Exercise passage:
Byers-Heinlein, associate professor in the Department of Psychology and the Concordia University Research Chair in Bilingualism, and Casey Lew-Williams, associate professor in Princeton’s Department of Psychology are in charge of the research.

Byers-Heinlein said the research is important because in Canadian cities like Montreal, Vancouver and Toronto, about 25 per cent of kids grow up in bilingual homes.

The study will be unique in several ways. They will be “following the kids longitudinally for three years to look at their development over time,” said Byers-Heinlein.

The toddlers will be wearing small digital recorders which will catch their home language environment. Through this, researchers can measure their language outcome. It will also contribute to an eye-tracking experiment that will be done periodically in their labs, which will observe word comprehension and language processing.

“With carefully designed stimuli, we can look at the earliest responses to language – [for example] how they look into different types of language sounds in each of their languages,” said Byers-Heinlein.

Byers-Heinlein said evidence shows children can only learn language on a deep level through interaction. Children must be able to interact with people in order to learn a new language, rather than just watching YouTube videos.

“The earlier you’re exposed to a language, there are some parts of the language that are going to be easier to learn,” added Byers-Heinlein.

With the partnership between Concordia and Princeton, the researchers will be able to study two bilingual communities, which is rare in most bilingual studies.They will observe the French-English bilingualism in Montreal, and the English-Spanish bilingualism in New Jersey.

Byers-Heinlein explained this creates an interesting layer in their research because in the United States, Spanish is not an official language.

Unofficial languages are usually synonymous with heritage languages, which are spoken at home or by community members only. It’s been noted those languages are at a greater risk, like Spanish in the United States, since children are generally more inclined to gravitate toward the languages their friends are speaking, and the official language of the city. They become more reluctant toward their heritage tongue. However, Byers-Heinlein explained the same cannot be said about Montreal where English and French are commonly spoken in the city and taught at school.

“We’re interested to see how those differences, as well as cultural differences, impact what’s going on in the home, and ultimately how children grow up learning their languages,” said Byers-Heinlein.

Studying different communities will also give researchers an opportunity to explore the socio-economic aspect of bilingualism. In some areas like New Jersey, bilingualism is synonymous with immigration. Oftentimes, those families come from a lower socio-economic status, said Byers-Heinlein. In Montreal, bilingualism is more common, and is not segregated in immigrant communities.

Supplied information:
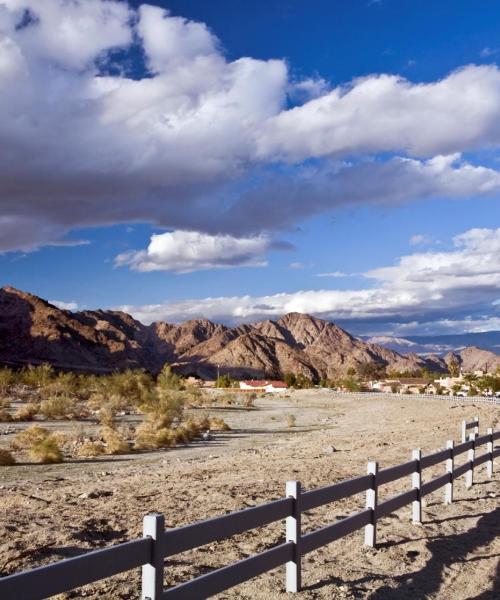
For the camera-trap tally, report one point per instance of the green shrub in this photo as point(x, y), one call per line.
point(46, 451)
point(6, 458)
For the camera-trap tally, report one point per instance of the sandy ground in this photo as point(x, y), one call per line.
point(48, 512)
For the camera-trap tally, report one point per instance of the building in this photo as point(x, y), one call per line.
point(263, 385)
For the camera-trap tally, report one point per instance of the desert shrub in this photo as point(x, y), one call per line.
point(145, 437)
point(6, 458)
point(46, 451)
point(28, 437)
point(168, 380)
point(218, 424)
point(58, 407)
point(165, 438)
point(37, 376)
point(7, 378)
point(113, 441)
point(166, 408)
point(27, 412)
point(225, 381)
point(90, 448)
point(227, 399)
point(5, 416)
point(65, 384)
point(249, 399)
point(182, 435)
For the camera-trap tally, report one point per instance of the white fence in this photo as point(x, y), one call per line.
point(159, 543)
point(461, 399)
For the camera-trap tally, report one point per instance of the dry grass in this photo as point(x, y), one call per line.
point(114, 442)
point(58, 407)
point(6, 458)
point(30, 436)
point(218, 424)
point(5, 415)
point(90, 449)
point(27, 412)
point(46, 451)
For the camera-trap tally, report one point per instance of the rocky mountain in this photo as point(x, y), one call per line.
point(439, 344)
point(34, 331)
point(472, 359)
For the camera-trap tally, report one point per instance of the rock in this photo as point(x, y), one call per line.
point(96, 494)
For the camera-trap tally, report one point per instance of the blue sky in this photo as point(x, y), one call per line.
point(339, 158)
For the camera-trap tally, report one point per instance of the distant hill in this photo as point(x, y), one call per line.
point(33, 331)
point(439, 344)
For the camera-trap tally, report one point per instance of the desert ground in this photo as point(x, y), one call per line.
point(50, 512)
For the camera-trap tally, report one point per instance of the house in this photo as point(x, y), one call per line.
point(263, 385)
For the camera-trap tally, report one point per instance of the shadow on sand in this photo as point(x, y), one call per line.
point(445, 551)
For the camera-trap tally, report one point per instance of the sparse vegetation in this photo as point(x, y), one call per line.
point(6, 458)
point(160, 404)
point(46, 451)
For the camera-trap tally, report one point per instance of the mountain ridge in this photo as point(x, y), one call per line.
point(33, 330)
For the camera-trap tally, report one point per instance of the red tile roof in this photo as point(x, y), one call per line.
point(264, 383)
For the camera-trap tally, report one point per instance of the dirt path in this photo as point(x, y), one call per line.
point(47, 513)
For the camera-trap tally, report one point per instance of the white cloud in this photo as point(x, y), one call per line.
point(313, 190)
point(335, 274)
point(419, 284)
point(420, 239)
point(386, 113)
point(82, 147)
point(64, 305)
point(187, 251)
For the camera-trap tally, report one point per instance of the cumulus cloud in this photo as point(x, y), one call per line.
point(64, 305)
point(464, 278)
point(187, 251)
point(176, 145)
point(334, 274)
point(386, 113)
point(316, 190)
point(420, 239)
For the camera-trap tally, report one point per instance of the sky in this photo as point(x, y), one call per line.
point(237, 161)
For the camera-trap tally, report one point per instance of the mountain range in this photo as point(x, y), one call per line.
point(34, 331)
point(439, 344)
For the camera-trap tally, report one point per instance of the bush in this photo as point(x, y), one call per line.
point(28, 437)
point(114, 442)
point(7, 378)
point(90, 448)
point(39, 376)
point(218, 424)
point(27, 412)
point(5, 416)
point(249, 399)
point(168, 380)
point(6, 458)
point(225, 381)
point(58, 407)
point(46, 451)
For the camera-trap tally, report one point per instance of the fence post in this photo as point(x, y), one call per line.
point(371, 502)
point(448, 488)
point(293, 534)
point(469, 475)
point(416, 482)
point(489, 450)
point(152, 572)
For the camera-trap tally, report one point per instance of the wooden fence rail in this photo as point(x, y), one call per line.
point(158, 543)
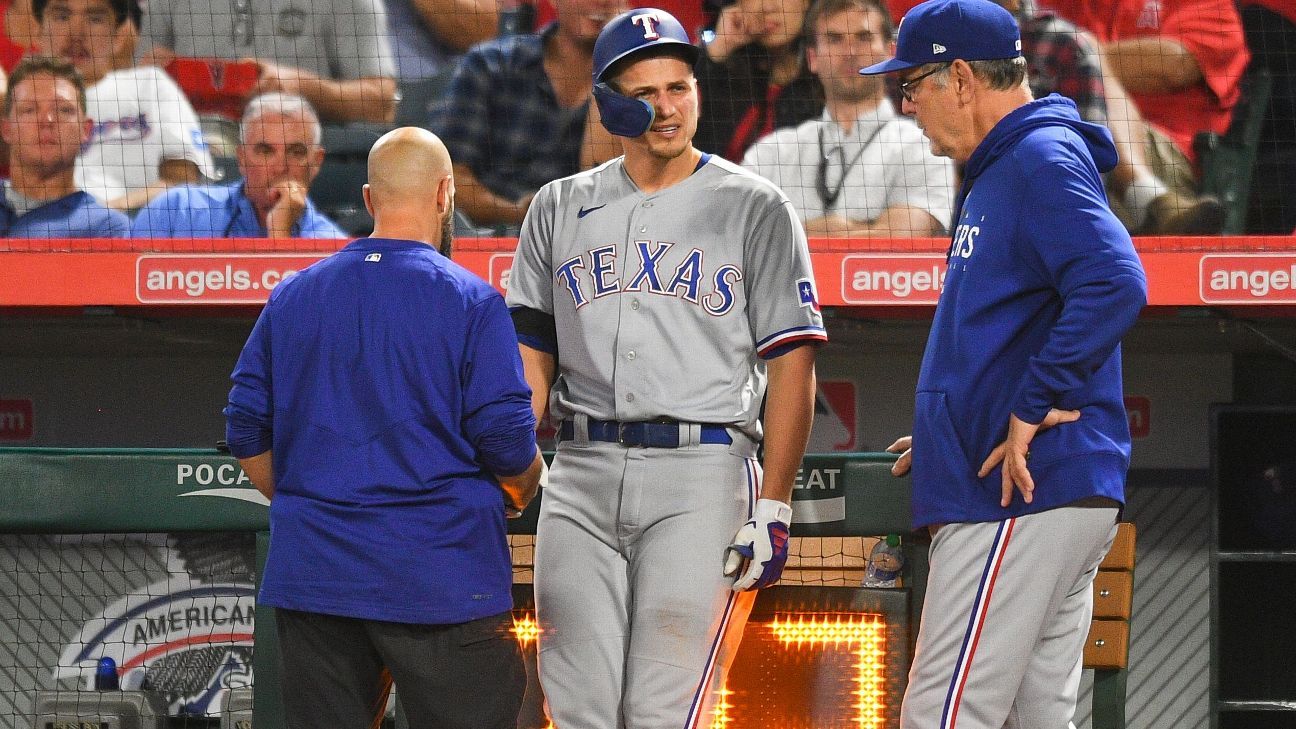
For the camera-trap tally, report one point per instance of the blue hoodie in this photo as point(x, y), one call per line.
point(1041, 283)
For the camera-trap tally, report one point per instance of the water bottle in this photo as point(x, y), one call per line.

Work order A:
Rewrite the stretch of the bilingualism study article from "Byers-Heinlein, associate professor" through "of the research.", changing "associate professor" to "assistant professor".
Work order B:
According to the bilingualism study article, which two kinds of bilingualism will the researchers observe, and where?

Task result A:
Byers-Heinlein, assistant professor in the Department of Psychology and the Concordia University Research Chair in Bilingualism, and Casey Lew-Williams, assistant professor in Princeton’s Department of Psychology are in charge of the research.

Task result B:
French-English bilingualism in Montreal and English-Spanish bilingualism in New Jersey.